WORK REQUIRED: Would you please give the entries again word for word, with no images in your copy?

§

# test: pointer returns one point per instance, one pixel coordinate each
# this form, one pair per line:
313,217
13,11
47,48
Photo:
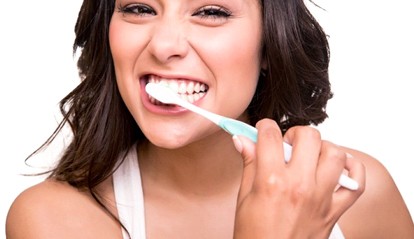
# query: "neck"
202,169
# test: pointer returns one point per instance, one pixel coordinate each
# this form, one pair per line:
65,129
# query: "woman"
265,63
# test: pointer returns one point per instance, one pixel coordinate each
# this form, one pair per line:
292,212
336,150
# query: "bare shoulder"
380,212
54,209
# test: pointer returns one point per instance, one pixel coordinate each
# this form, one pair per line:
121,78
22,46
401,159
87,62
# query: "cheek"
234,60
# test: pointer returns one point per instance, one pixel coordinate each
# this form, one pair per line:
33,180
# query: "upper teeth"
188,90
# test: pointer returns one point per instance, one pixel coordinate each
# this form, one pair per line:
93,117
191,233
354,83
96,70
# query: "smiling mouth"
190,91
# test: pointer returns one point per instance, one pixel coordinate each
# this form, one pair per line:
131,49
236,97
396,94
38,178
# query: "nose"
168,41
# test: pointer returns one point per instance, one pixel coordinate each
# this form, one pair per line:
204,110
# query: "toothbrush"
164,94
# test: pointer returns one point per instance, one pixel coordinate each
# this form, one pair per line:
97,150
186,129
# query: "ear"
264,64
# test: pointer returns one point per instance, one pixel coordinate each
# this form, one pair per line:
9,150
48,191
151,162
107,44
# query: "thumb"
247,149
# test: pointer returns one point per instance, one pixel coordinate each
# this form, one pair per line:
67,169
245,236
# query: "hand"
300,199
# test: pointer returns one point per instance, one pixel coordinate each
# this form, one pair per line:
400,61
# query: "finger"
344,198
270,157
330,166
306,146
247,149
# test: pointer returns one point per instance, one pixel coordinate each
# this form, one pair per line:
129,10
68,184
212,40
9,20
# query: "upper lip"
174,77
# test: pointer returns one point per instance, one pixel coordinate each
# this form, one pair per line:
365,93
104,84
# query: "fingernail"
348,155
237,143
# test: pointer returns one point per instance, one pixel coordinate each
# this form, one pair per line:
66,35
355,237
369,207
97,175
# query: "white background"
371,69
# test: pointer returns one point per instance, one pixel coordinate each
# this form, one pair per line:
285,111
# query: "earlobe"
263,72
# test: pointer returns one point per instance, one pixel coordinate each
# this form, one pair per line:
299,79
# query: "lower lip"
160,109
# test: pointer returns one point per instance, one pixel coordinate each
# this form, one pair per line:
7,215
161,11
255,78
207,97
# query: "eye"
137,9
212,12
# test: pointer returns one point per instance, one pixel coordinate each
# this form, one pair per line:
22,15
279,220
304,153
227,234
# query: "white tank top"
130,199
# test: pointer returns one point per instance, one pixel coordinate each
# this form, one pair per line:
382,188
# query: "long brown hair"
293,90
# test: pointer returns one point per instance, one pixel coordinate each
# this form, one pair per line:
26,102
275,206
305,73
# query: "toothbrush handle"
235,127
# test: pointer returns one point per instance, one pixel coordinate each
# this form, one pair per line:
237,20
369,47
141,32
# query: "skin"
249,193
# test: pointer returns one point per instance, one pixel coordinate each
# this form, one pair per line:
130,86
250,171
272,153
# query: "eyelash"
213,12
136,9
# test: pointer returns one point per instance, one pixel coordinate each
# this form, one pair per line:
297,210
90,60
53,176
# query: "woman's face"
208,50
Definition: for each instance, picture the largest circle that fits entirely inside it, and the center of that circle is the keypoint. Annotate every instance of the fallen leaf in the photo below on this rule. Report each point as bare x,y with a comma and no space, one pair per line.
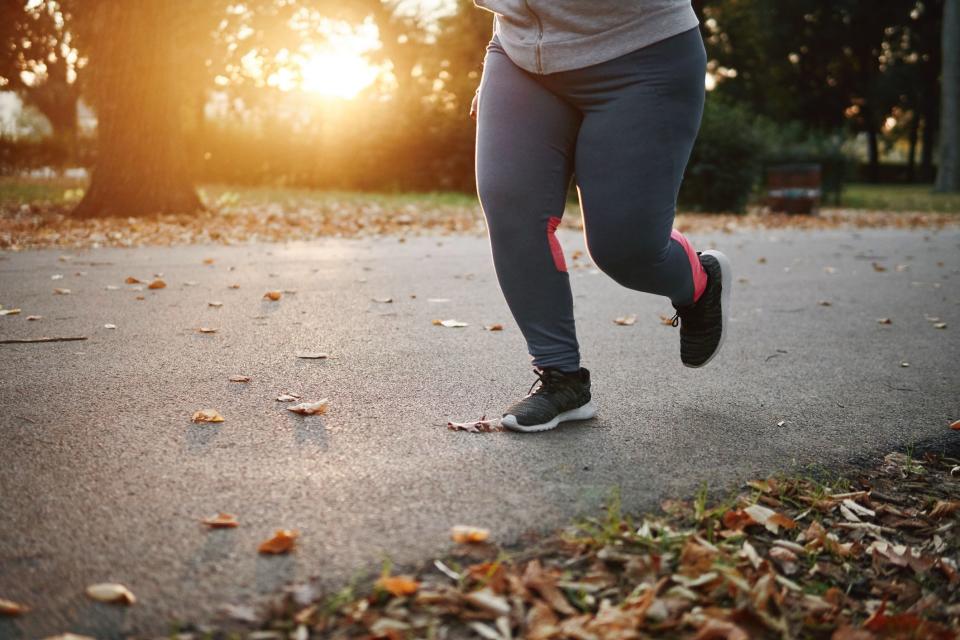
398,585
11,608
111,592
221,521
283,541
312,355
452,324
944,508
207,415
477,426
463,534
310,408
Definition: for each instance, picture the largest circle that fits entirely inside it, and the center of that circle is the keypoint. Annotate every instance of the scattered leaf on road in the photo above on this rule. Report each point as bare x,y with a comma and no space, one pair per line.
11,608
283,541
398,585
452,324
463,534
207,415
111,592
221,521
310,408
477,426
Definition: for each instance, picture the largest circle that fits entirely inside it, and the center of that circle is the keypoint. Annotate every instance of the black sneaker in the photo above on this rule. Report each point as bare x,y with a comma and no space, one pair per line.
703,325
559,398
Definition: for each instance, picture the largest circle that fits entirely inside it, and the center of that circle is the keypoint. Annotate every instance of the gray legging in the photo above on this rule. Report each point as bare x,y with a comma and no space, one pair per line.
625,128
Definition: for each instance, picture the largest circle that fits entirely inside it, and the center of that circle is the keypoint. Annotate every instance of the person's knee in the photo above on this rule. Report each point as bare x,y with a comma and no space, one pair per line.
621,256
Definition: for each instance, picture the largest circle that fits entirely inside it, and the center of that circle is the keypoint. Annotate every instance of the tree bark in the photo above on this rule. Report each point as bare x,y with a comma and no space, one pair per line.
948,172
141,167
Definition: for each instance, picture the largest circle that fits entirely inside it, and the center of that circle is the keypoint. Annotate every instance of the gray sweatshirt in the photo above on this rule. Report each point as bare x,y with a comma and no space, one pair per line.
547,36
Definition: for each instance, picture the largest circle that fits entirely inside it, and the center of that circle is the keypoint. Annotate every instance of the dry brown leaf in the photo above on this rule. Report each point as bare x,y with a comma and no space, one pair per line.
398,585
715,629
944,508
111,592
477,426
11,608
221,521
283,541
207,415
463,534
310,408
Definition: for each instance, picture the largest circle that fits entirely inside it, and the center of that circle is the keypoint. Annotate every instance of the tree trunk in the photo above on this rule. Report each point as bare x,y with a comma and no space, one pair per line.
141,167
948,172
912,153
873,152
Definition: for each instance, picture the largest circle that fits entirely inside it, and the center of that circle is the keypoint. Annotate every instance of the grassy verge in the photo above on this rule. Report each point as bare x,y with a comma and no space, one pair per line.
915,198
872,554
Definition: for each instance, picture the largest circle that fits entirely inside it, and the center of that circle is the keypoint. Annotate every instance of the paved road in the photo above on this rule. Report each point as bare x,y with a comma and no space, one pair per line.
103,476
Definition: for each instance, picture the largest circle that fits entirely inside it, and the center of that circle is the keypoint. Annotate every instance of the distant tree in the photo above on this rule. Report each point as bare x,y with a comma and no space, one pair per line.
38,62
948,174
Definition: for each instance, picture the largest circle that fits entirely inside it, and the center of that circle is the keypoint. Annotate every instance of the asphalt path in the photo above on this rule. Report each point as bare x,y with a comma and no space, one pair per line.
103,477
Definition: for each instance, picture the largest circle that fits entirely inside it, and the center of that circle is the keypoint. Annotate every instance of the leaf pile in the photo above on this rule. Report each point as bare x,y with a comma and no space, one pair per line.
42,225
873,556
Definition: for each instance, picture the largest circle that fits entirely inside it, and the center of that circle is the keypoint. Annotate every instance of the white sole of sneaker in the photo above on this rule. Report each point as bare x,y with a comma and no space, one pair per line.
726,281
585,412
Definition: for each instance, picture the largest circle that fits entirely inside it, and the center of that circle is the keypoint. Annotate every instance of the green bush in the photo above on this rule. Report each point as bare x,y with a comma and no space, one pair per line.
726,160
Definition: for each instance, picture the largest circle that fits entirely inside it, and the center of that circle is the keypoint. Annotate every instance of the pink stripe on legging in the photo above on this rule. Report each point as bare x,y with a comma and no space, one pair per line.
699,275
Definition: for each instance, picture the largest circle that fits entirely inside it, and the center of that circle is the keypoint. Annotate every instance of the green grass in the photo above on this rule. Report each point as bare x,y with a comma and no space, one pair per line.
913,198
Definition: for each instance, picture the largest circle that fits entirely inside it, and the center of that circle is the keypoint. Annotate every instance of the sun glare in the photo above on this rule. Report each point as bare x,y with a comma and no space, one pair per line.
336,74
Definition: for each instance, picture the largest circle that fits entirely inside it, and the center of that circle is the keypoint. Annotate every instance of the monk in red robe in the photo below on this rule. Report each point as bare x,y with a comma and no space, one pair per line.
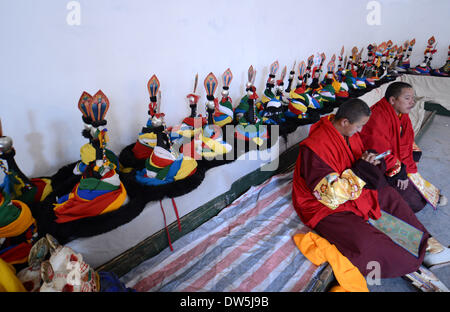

§

RESULT FOR THIS EXERCISE:
# test: pointer returns one point per instance, one pixel coordinate each
# this form, one pair per line:
313,217
13,11
47,48
Photo:
# query: "neck"
202,169
# test: pointer returns one point per instance, one pixel coordinate each
# this form, one pair per line:
65,129
# query: "woman"
265,63
# test: pointer returns one point per instance, one pixel coordinate each
# this form, one pair per line:
292,212
336,150
# query: "bare shoulder"
380,212
54,209
# test: pointer returns one point per instance, one pixel coordinate each
# this form, one pair per line:
121,78
22,46
401,159
87,62
# query: "cheek"
234,60
# test: pointer returns one point per instance, one pixel coordinate each
# this form, one pair per line:
33,180
# query: "upper teeth"
188,90
# test: pointer returns one point per instance, one pixel coordinate each
# this form, one pair per line:
93,117
191,233
354,83
96,70
# query: "smiling mouth"
190,91
# test: pointer returns one point per instance, one pixel coordinate each
# this form, one pair per line:
131,49
236,97
396,94
38,178
# query: "nose"
168,41
# test: pointer returns one point per instance, one pixel coordinate each
# this form, one pair per line:
204,110
# query: "toothbrush"
164,94
# test: pointer returns one point per instance, one pixel coordinate each
# this form, one pair per line:
97,150
186,129
# query: "ear"
264,64
# test: pointer returns one point per instance, one pixel coordinate each
# this form, one pair per line:
9,150
48,191
151,162
107,44
# query: "thumb"
247,149
# test: pointer returns one point per instance, one pixel coordinate each
# this form, one pair per line:
67,169
245,236
# query: "hand"
300,199
# test: pointer returns one point per instance, one pixel coordinate each
# this form, one pair per line:
400,61
# query: "finger"
344,198
270,157
330,166
306,146
247,149
# test: pointer returns one point per instance, one pixel coordinate each
# this form, one pair per line:
129,10
68,184
212,40
9,20
# query: "upper lip"
174,77
# test: pointer returns one point per instance, one pixel coordinate each
# this form, one pair per line:
365,93
104,84
# query: "fingernail"
348,155
237,143
# test: pointer returns one point per instance, one pixel coordinate each
# this form, one pair per line:
66,35
355,237
369,207
97,175
# query: "white background"
371,69
# test: pointer returns one point per instance, one pixel coordinate each
# this form, one pair per line:
285,111
# query: "earlobe"
263,72
# test: pointer returns one point per instance, one pixel coordinate each
# this form, one pair per line:
299,79
# query: "lower lip"
160,109
# test: pointer returns one point per instance, one pixel coordinate each
# this form, one pair per line:
7,215
161,11
255,78
207,97
# query: "eye"
137,9
212,12
# test: pointer returns one point per instance, one pixel coordinate each
# this form, one pair per line:
22,15
279,220
304,153
227,234
# query: "white tank top"
130,199
# test: pointer returns one point per instance, one pixel coordinate each
# this form, one pair per line:
382,188
# query: "long brown hair"
293,90
# test: pointer returns one point per instance, one pixel coordinate each
# this form, one pair per line:
26,102
275,206
305,73
# query: "toothbrush handle"
235,127
# test: pointer returns one point per instance, one pixel coordinate each
# this form, one pair per line:
237,20
369,47
141,32
# query: "skin"
249,193
# test: pointer returns one point per instance, one pixel coordinate each
# this form, one pair per line:
130,86
250,171
272,153
# query: "eyelash"
213,12
136,9
# test: pointer returns one point per instance, one pixel coordinate each
# this form, one pair per line:
297,210
90,60
53,176
# query: "woman's face"
208,50
Definition: for each instance, picture the largest circle that fits entirely inside it, and the center of that circle is the keypoint. Annotate every instance of the fallen leaf in the photo below on this rule. Report each point as bare x,y with a comma and no space, one pair per line.
398,585
11,608
111,592
221,521
283,541
312,355
452,324
944,508
207,415
477,426
463,534
310,408
Definition: for each instance, picture the largest circle that fits entirely inside it, and the center of that circle is the keypoint. Annotate every instance of the scattered leaf on road in the photo above on this rule. Report each point as bare x,y with a comma and no space, one pair per line.
11,608
283,541
398,585
452,324
463,534
207,415
111,592
221,521
310,408
477,426
Definition: for each instance, picture the largest circle that fits entirely inside it, and the center of that circle is the keypoint. Annotate every instance of the black sneaker in the photo above on this rule. Report each point as bare x,y with a comma and no space, one pair per line.
703,325
559,398
Definition: for each instance, picture the largest circle that fits entirely inside it, and the center of that circle is the keypoint. Annotate every instance of the gray legging in the photo above on this rule. Report each point as bare x,y with a comma and no space, one pair per line.
625,128
Definition: for each instance, picture the largest circle that fits entirely inside it, and the center of that circle is the keypoint. Annotate every instance of the person's knee in the photo above on this rule. Report each point as bare x,y with a comma and no space, one pair per line.
621,256
Definition: for each instance, picture the largest circle that fits entirely inside it, and the center of that circle is the keypoint. Annotate every instance of the tree bark in the photo above on this rule. Report each point as bare x,y with a comma and no space, one pair per line.
948,172
141,167
Definition: for each instance, picture the largest circle that fits entirely inside it, and the center of that circle is the keypoint. Annotate every instance of the gray sweatshirt in the photo above on this rule. Report each point as bare x,y with a comma and no space, one pair per line.
547,36
Definition: for each instance, picture the largest circle that fits entirely inside it, and the center of that circle is the keypoint. Annotate every instance of the dry brown leaf in the photo above on this rule. Report each point as bare x,y with a comma and no space, one pair per line.
398,585
715,629
944,508
111,592
477,426
11,608
221,521
283,541
207,415
463,534
310,408
Definition: for each instance, picture the largest circle that fits entirely inside it, and the center of that circle is the keypoint. Annotate every instance of the tree trunk in the photo above on this rule. Report each point as bare x,y with a comma and no space, one pair per line.
141,167
948,172
912,153
873,152
Definition: for each instance, picture the largest circle that fits entirely inside it, and the center of that circle is the keypoint. Annotate every instance of the grassy verge in the photo above on this rule. Report each point as bare x,y with a comma and no space, one pair per line.
915,198
872,554
Definition: for each instance, picture the largest circle that fits entirely inside it, and the center of that circle is the keypoint. Annotate every instance of the paved road in the photo above on this rule. Report each point as bare x,y with a comma and no space, one pair per line.
103,476
Definition: for each instance, picture the largest circle that fits entirely inside it, and the center of that circle is the keypoint. Annotate every instance of the distant tree in the photo above on this rule. Report each point as bare x,y with a comma and no space, one pair per line.
38,62
948,174
Definition: for each instance, picture the largest circle that fits entirely inside it, and the center of that circle is the keypoint. Annotate every instance of the asphalt path in the photo above on this rule. Report each point as bare x,y with a comma and no space, one pair per line.
103,477
Definition: for each instance, picture the largest circle that fits entirely inside it, and the center of that circle is the keypoint. Annotate every instance of the leaf pile in the photo above on this rule. Report each point as bare x,y with a comma and no space, one pair per line.
42,225
873,556
Definition: for each instance, picture the largest circle that fits entirely inside it, and the center of that circle is the keypoint. Annotate every instance of the white sole of sneaker in the photo above on this rule. Report each point as bare x,y with a comma and no space, one pair per line.
726,281
585,412
Definition: for each instance, picture the largest circle that fits entirely inside it, and the center of that circle is the keypoint. Annotate every instance of the green bush in the photo above on this rule. Report each point as bare x,y with a comma and no space, one pair per line.
726,160
Definition: for each instance, picture the largest circle that fits entirely inside it, and the center of that circle is the keypoint. Annotate every instance of the pink stripe on legging in the photo above on this rule. Report each point as bare x,y with a comma and no space, one pair per line.
699,275
Definition: for each instance, picture the largest circle that fits entirely inside it, and the center of that circle is the keypoint. Annotate every instance of the green grass in the photo above on this rule. Report each point as bare x,y with a comma and no space, one pair per line.
913,198
Definition: for each instance, picture the largest circle that fits entirely inside it, and the center of that circle is the keypoint. Annotate every instance of the sun glare in the photo above on this rule. Report each point as bare x,y with a comma and no space, one pair per line.
336,74
Definition: for each instance, picture the largest circle that fits entirely inside it, and the center of that circle is the keypoint. Annotate every instance of the monk in red robe in the photo below on this rule. Report each point as bare x,y with a comma and no space, one pair per line.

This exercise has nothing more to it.